### Obiettivo del compito
Stabilisci se ciascuna affermazione concorda con l'estratto sul doping nel calcio, rispondendo sì o no e citando fra virgolette le parole decisive. (a) Zeman vede un legame tra le morti di Vialli e Sinisa e il doping. (b) Lo studio del 2005 ha esaminato i casi di 350 calciatori italiani. (c) Alcuni lavori indicano i colpi di testa tra le cause principali di malattie neurodegenerative come la SLA.

### Estratto della fonte
Un meccanismo nocivo perpetuatosi per decenni in tante squadre, prima che le denunce di Zeman iniziassero a farlo venire a galla. Proprio lo stesso Zeman però, interpellato a riguardo, non condivide la connessione tra le morti di Vialli e Sinisa e il doping: «Le malattie arrivano a tutti. Strano però che certi calciatori si spaventino ora e non quando prendevano certe sostanze». Dato per assodato l’uso massivo di integratori ed altre sostanze nella serie A di quel periodo, affermare che esista una correlazione con l’insorgere di patologie – tumori, nello specifico – è tutto un altro discorso.
La letteratura scientifica – ovvero la raccolta di ricerche sull’argomento – è scarna di risultati che confermino questa associazione, in primo luogo per la mancanza di elementi da analizzare. Mentre esistono numerosi lavori che hanno evidenziato un rischio superiore, per i giocatori di movimento, nel contrarre malattie neurodegenerative come la SLA (individuando tra le cause principali i colpi di testa), la produzione scientifica è arida sul tema tumori-doping. Sono presenti studi che hanno analizzato retrospettivamente la prevalenza di certi tipi di malattia nei calciatori italiani, ma nessuno ha mai dimostrato un rapporto causa-effetto con l’abuso di farmaci, in primis non avendo sufficienti dati sul consumo.
Solo uno studio del 2005, analizzando i casi di 350 calciatori italiani in attività tra il 1960 e il 1996, ha evidenziato un rischio doppio di contrarre alcuni tumori specifici (fegato, pancreas e colon). Troppo poco per poter parlare di una vera correlazione con il doping, che ha bisogno di basi molto più solide. D’altra parte però, il metodo scientifico ci dice che anche escluderla tassativamente sarebbe un errore. Dimostrare a priori gli effetti collaterali che certe sostanze possono avere a lungo termine sul corpo umano è infatti difficile, e la storia della medicina è piena di esempi che vanno in tal senso.
Considerando il tempo trascorso da quel periodo di grande abbuffata, alcune possibili conseguenze croniche potrebbero non essere del tutto venute alla luce. Di certo, se il numero di casi sospetti dovesse aumentare, la ricerca scientifica sarebbe la prima ad accorgersene o quantomeno ad approfondire la vicenda. Al contrario, a quanto pare, delle istituzioni sportive. Come affermato dagli stessi calciatori interessati, infatti, un certo velo di omertà sembra aleggiare ai piani alti della FIGC.
Inutile nasconderlo, il tarlo del doping non è un argomento di conversazione gradito alla federazione. Che oltre a mostrarsi riluttante nel fornire informazioni sui dati di consumo di quel periodo, negli anni ha scoraggiato i tesserati – come riportato dallo stesso Brambati – a parlarne apertamente.

[Dati di localizzazione dei punti]
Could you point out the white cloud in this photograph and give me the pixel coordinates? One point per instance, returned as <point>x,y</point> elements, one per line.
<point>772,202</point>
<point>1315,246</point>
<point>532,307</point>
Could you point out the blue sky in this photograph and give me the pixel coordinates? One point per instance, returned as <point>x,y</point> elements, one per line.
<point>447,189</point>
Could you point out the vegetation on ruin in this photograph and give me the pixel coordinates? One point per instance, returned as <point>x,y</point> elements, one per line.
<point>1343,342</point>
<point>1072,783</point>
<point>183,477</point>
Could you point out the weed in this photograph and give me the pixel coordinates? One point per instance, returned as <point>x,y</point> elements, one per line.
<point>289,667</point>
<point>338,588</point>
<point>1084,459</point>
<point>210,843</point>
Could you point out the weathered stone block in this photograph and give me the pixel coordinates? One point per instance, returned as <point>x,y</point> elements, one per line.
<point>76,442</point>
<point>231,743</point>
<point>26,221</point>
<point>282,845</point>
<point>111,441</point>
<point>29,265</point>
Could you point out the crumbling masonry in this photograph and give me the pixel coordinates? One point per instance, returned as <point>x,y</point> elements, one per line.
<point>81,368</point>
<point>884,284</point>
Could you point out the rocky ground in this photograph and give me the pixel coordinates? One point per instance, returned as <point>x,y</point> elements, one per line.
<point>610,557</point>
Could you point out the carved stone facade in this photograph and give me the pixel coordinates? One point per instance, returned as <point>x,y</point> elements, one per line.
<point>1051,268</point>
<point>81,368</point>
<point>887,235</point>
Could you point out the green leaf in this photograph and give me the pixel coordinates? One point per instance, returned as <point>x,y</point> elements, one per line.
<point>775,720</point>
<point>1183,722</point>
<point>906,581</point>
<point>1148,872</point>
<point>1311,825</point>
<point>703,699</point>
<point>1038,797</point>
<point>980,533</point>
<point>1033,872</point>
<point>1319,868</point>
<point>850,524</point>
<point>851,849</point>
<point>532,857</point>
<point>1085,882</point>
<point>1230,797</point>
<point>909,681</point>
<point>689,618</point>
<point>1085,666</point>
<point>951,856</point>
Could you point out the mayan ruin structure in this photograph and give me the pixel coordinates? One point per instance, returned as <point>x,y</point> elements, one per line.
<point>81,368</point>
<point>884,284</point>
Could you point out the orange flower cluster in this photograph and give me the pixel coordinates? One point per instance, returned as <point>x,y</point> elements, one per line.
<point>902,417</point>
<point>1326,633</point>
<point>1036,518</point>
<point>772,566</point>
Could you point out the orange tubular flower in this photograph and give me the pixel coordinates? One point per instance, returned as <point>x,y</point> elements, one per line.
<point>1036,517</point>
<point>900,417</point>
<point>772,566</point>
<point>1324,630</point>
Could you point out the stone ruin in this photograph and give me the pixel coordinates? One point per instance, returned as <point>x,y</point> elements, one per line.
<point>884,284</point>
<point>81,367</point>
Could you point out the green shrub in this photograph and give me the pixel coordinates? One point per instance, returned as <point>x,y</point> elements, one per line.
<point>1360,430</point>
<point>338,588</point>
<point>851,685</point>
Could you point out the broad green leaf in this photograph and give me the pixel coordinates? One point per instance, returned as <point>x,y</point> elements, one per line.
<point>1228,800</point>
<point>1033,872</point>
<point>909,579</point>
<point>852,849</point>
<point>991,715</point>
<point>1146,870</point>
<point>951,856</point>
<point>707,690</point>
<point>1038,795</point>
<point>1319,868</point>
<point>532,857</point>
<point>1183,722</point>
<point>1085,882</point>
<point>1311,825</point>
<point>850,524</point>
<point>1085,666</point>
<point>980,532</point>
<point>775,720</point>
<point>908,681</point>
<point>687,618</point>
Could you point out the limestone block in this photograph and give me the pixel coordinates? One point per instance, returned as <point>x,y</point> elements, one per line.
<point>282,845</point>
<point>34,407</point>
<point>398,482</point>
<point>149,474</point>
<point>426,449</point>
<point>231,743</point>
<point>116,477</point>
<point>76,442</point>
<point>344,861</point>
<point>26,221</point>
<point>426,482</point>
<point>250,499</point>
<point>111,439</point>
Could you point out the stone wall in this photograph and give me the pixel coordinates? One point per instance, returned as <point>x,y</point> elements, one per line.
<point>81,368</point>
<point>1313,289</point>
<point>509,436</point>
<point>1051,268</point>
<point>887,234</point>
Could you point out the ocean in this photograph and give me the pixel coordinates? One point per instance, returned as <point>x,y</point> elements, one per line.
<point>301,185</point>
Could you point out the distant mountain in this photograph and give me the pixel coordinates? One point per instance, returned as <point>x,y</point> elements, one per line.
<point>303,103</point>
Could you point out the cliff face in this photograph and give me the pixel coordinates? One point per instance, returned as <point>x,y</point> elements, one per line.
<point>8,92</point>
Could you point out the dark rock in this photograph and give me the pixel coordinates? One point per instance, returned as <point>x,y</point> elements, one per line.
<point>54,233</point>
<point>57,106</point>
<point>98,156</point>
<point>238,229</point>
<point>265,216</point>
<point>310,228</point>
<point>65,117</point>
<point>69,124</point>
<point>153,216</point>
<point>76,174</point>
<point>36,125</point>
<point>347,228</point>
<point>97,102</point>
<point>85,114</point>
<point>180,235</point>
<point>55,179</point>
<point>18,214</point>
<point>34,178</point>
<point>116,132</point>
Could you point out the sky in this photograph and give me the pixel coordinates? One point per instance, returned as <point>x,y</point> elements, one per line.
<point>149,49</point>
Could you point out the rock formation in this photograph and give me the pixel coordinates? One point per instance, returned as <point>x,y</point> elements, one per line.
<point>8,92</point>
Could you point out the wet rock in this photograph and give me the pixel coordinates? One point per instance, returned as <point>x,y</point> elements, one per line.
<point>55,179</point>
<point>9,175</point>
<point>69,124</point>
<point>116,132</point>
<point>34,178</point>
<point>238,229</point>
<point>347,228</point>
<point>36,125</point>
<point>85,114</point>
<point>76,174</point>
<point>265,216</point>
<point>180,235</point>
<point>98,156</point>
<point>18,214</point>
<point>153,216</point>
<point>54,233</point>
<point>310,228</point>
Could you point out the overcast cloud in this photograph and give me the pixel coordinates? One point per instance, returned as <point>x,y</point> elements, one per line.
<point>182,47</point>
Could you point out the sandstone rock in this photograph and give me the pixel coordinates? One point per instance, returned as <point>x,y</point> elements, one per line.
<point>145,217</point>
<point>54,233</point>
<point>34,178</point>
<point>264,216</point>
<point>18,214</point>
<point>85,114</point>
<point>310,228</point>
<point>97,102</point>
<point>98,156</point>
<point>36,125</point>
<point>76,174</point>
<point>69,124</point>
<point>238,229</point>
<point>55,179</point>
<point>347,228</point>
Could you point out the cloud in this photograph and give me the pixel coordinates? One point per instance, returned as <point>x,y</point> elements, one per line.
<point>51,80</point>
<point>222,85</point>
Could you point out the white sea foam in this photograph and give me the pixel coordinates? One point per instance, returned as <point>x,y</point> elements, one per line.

### Risposta
(a) No: «non condivide la connessione tra le morti di Vialli e Sinisa e il doping»
(b) Sì: «analizzando i casi di 350 calciatori italiani in attività tra il 1960 e il 1996»
(c) Sì: «individuando tra le cause principali i colpi di testa»